Copy the listing below word for word, starting at the line that contains "Q: Provide one point on every instance of the blurred" and continuing through the final line of the listing.
──────── Records for the exercise
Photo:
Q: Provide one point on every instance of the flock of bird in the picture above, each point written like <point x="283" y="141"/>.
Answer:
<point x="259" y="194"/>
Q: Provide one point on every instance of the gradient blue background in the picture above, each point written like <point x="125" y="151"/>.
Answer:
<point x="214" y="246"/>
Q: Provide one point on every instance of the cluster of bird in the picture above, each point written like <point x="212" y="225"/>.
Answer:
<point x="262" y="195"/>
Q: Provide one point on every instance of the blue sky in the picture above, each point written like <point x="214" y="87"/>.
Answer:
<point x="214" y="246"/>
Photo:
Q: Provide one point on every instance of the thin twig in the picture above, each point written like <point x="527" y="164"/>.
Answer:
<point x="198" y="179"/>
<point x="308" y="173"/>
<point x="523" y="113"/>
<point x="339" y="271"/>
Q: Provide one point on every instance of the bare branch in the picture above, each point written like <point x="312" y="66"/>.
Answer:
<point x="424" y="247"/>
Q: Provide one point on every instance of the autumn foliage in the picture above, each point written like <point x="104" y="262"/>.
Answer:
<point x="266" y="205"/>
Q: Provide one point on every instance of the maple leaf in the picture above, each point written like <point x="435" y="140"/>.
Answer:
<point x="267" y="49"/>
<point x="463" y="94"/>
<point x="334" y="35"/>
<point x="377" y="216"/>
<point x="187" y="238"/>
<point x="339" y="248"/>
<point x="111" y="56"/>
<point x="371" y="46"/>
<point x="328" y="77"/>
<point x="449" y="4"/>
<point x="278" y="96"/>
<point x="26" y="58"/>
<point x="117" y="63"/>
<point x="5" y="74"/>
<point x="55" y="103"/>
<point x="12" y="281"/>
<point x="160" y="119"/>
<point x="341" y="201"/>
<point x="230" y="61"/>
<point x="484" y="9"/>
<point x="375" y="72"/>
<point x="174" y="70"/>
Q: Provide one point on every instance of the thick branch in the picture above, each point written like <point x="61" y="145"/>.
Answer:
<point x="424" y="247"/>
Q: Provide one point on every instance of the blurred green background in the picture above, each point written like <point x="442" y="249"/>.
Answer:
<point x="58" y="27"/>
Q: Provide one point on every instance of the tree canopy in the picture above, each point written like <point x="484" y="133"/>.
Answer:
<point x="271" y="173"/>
────────────────
### Worked solution
Q: Provide one point on every instance of the blurred green background in the picture above, each point written like <point x="442" y="249"/>.
Answer:
<point x="58" y="27"/>
Q: Provide one point on every instance of the tree canopy in the picture above, each point written like <point x="484" y="133"/>.
Answer:
<point x="271" y="173"/>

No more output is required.